### Rows ###
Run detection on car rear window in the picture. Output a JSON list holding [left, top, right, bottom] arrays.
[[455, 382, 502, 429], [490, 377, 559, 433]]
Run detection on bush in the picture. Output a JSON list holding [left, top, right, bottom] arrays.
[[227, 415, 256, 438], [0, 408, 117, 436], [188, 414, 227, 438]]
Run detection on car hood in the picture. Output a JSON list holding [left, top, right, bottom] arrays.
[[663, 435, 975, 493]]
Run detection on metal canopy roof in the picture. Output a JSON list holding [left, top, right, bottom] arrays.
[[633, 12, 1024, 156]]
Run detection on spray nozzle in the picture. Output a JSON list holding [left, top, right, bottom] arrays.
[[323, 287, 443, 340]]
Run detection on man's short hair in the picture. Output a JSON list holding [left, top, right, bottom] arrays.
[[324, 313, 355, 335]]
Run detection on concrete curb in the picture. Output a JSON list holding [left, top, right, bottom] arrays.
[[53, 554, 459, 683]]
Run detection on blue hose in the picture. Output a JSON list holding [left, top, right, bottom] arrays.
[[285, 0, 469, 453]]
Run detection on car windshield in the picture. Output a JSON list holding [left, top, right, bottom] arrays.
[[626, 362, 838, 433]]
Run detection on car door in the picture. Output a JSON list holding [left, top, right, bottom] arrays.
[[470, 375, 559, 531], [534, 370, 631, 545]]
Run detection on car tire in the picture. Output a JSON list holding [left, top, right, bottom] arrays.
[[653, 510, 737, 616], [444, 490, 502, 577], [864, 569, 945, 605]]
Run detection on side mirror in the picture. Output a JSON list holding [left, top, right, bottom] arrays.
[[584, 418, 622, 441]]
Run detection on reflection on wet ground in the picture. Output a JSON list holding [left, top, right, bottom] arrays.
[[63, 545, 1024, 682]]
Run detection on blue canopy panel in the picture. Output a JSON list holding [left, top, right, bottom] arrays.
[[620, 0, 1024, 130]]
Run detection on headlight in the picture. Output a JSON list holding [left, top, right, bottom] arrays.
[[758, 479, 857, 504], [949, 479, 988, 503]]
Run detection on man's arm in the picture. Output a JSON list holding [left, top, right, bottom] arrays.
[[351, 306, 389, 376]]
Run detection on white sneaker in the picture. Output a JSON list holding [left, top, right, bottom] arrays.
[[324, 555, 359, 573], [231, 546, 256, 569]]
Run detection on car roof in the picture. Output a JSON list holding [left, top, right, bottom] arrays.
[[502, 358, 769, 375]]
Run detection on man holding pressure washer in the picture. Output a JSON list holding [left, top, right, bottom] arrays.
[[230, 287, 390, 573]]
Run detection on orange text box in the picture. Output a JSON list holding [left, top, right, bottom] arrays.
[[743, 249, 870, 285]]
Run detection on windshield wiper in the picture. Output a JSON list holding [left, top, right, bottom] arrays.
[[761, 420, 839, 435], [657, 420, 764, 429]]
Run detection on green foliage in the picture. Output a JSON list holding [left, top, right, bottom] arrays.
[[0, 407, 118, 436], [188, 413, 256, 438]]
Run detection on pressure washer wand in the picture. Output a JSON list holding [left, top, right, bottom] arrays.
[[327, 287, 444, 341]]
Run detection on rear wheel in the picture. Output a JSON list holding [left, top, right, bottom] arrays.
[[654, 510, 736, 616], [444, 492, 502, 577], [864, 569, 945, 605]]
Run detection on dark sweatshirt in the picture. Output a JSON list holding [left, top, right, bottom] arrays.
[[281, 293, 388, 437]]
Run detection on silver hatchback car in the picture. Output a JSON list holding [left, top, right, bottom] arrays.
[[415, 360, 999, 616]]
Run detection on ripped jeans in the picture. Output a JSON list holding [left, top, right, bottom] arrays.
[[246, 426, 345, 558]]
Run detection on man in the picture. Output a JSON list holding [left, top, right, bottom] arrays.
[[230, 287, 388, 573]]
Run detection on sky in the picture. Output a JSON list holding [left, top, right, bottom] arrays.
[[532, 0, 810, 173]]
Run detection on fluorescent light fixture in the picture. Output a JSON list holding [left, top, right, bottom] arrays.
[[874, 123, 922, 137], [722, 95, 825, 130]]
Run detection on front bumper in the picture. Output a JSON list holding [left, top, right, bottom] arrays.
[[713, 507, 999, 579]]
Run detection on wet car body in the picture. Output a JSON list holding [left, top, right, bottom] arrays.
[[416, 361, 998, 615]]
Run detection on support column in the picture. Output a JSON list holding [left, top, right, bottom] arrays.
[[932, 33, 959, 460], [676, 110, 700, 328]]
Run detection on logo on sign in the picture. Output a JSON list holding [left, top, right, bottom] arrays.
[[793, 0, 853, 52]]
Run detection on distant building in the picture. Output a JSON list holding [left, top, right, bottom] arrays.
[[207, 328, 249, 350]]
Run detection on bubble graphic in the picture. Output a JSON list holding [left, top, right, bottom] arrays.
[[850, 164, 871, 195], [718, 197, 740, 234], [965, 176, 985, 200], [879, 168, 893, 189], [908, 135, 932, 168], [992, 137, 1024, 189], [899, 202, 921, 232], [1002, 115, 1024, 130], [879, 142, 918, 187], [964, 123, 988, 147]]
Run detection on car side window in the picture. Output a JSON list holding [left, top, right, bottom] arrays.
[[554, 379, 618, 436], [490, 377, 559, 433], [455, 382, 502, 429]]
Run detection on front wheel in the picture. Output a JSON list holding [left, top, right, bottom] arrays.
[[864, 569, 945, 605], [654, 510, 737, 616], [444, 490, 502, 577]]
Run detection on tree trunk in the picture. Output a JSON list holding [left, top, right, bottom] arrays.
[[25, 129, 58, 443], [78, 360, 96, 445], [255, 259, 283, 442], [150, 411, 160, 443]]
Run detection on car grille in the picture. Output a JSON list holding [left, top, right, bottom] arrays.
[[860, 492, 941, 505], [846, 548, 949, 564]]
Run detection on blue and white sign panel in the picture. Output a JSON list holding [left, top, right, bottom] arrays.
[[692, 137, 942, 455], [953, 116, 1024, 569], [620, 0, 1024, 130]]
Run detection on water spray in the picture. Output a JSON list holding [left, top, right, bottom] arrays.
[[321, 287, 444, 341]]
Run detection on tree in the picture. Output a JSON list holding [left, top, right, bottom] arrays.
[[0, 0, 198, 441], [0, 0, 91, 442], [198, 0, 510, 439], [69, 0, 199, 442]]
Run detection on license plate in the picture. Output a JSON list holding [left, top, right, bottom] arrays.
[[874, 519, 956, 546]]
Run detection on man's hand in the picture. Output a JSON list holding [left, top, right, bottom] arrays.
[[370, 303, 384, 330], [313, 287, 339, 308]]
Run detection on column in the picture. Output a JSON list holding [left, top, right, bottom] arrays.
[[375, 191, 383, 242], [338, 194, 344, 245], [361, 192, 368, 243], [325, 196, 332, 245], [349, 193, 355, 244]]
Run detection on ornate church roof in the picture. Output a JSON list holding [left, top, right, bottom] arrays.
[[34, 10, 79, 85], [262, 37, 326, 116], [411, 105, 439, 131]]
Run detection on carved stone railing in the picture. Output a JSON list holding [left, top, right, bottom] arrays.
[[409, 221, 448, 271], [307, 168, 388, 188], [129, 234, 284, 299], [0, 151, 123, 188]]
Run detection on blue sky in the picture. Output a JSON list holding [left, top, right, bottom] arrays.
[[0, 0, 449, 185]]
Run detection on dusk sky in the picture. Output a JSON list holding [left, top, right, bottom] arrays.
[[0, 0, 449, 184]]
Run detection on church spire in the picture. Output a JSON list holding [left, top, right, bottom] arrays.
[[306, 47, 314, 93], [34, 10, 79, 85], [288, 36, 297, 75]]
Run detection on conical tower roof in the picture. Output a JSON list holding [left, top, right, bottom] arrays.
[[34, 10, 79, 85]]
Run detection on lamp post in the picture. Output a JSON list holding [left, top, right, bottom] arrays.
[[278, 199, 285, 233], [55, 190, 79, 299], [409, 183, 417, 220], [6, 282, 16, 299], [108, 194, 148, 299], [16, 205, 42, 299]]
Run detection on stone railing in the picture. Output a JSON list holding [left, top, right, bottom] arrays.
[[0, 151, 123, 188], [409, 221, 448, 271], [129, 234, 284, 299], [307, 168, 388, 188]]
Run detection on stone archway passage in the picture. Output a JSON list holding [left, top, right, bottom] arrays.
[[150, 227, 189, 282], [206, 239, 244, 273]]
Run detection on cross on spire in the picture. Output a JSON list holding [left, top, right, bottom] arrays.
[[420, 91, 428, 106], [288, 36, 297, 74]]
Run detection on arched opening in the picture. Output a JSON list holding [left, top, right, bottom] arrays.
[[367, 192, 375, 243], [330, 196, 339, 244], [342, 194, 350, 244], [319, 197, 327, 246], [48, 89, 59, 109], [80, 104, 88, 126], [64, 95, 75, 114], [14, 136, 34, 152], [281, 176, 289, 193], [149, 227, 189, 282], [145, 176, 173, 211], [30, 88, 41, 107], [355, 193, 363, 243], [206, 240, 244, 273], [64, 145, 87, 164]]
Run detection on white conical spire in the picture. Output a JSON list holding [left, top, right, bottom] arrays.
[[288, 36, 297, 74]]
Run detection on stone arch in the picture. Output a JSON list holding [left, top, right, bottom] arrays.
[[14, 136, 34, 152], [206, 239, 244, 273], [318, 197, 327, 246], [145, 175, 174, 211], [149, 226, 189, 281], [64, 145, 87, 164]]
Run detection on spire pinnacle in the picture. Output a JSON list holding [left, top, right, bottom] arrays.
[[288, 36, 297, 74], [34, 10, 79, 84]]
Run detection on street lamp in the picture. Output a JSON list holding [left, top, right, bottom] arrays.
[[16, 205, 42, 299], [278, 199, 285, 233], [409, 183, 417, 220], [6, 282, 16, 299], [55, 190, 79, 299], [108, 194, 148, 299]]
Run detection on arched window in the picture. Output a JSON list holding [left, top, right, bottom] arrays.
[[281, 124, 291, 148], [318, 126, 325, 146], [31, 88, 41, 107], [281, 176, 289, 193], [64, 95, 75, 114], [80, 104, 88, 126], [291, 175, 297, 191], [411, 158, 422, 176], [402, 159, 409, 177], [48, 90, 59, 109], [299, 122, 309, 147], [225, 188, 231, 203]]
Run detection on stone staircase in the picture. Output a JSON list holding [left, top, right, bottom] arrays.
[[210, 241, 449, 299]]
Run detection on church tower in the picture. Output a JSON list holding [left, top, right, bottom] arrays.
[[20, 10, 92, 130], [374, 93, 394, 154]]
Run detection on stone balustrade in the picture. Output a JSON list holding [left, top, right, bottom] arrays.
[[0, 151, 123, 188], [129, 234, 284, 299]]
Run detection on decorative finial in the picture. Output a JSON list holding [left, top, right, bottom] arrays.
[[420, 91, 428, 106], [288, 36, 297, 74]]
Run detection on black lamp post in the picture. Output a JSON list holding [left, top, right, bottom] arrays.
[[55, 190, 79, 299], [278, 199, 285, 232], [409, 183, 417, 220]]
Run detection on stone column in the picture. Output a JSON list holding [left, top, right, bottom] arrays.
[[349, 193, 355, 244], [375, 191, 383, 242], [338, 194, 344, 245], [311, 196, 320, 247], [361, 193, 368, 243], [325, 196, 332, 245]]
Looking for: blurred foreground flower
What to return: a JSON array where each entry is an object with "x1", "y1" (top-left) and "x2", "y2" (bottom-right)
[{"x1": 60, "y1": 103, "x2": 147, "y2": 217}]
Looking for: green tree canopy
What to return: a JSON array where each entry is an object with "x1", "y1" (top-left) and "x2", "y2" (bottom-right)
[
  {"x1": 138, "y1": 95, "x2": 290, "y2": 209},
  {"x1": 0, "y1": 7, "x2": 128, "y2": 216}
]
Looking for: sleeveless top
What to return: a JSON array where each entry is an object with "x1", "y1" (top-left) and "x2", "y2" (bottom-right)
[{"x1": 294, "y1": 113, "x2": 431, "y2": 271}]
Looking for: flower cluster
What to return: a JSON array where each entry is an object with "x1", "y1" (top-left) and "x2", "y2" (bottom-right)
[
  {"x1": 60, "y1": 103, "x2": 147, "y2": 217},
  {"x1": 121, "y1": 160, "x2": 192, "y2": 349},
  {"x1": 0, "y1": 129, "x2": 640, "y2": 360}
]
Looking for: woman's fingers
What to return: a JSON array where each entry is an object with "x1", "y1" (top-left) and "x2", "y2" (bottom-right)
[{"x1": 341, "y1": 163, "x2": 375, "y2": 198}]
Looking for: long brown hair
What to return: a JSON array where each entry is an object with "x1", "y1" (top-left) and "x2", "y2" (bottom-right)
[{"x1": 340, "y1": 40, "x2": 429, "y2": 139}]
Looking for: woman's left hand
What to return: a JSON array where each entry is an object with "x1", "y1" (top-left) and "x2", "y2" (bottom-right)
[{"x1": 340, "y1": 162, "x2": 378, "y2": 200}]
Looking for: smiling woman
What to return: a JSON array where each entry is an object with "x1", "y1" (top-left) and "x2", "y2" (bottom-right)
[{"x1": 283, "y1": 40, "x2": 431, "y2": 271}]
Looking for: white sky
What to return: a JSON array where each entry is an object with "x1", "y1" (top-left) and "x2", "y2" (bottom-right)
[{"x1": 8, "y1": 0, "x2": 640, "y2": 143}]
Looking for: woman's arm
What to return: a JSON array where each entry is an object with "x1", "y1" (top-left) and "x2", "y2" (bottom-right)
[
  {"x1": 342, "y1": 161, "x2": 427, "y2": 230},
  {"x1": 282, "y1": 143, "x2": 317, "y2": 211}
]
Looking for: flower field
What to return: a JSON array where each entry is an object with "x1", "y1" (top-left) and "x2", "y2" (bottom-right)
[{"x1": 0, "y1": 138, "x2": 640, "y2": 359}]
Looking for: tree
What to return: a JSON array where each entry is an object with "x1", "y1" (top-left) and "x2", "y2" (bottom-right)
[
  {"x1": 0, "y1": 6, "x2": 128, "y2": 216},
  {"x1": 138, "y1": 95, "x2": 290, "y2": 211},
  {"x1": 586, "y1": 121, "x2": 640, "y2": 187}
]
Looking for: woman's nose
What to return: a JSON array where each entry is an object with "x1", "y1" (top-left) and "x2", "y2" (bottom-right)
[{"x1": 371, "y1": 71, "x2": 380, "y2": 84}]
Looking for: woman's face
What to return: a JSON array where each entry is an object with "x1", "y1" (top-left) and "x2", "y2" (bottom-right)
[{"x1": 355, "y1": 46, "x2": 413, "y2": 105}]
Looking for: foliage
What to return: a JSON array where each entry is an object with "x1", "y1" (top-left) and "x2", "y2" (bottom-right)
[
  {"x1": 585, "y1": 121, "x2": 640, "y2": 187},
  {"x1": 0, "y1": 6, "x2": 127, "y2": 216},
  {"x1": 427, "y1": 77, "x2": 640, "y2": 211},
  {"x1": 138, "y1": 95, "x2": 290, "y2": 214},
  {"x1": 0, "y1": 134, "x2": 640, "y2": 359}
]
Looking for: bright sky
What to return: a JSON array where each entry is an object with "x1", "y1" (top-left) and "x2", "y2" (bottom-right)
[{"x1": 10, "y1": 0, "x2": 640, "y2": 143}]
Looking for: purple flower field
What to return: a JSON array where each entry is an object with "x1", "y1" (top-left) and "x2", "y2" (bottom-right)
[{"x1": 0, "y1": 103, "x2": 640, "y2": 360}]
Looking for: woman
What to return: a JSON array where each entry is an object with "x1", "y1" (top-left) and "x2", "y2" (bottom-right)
###
* **What you are asked to do**
Copy out the listing from its first line up to and including the line that contains "[[455, 382, 502, 429], [490, 377, 559, 433]]".

* **Result**
Run detection on car rear window in the picture. Output a JSON list holding [left, top, right, bottom] arrays.
[[455, 382, 502, 429], [490, 377, 559, 433]]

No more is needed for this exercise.